* **TASK TO COMPLETE**
Reproduce every line of the items below, requests included, but shift each point coordinate in the answers by adding 88 to it. Leave the pictures out of your reproduction.

(Source records)

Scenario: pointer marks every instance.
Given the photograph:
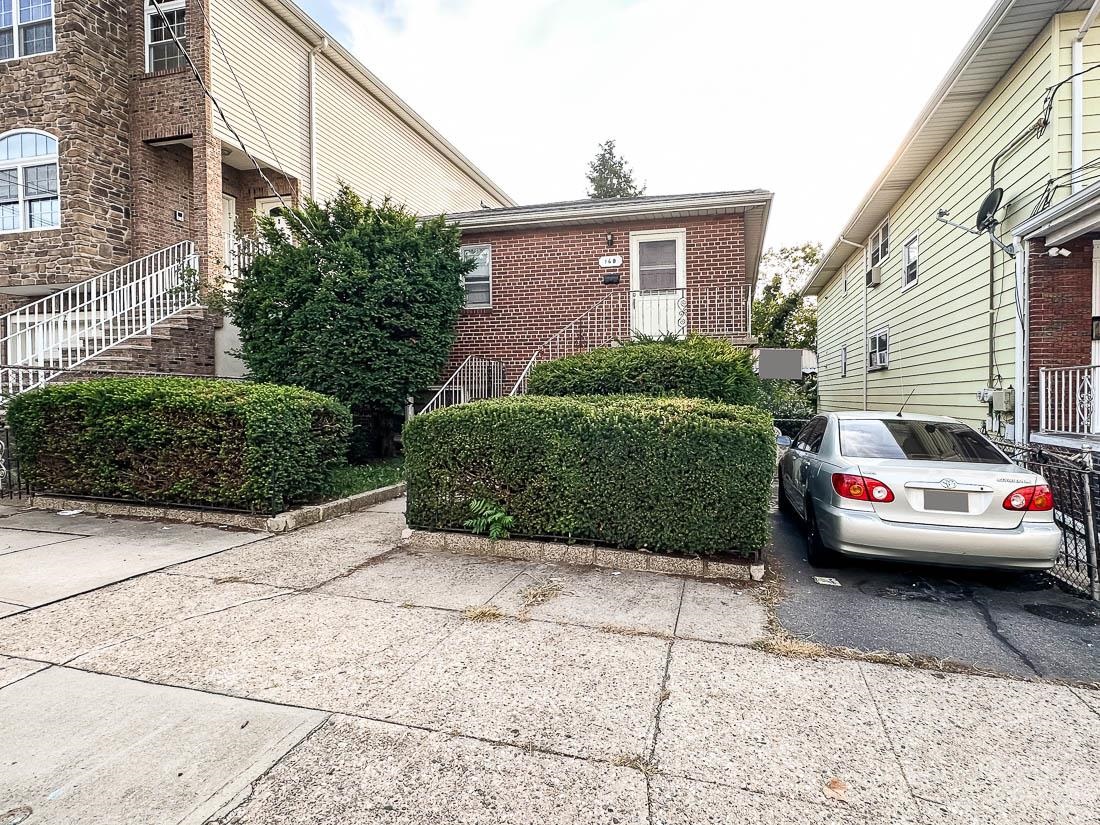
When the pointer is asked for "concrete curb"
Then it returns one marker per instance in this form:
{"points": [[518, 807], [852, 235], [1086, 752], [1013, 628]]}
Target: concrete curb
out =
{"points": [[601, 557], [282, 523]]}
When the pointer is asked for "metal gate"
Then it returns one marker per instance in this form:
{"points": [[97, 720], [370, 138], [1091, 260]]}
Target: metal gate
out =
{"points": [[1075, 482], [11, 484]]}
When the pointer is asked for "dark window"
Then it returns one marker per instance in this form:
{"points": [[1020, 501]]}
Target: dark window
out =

* **RESPONSE FOR THIS EXERCISE**
Scenario: pointer marks every instance.
Given the photograph:
When the pointer is asked for "concrete curb"
Then it returns one marker per instance in this form:
{"points": [[518, 807], [852, 235], [1086, 752], [1013, 628]]}
Target: concrete curb
out =
{"points": [[689, 645], [370, 611]]}
When the pointer is asked for "metal gate"
Then it returns one marker per instance in this form:
{"points": [[97, 720], [370, 138], [1091, 260]]}
Target: metal gate
out =
{"points": [[1163, 570], [99, 572]]}
When the pointer is asked for "dark window"
Then it returns one marker per instance in this form:
{"points": [[1020, 501]]}
Target: dark window
out =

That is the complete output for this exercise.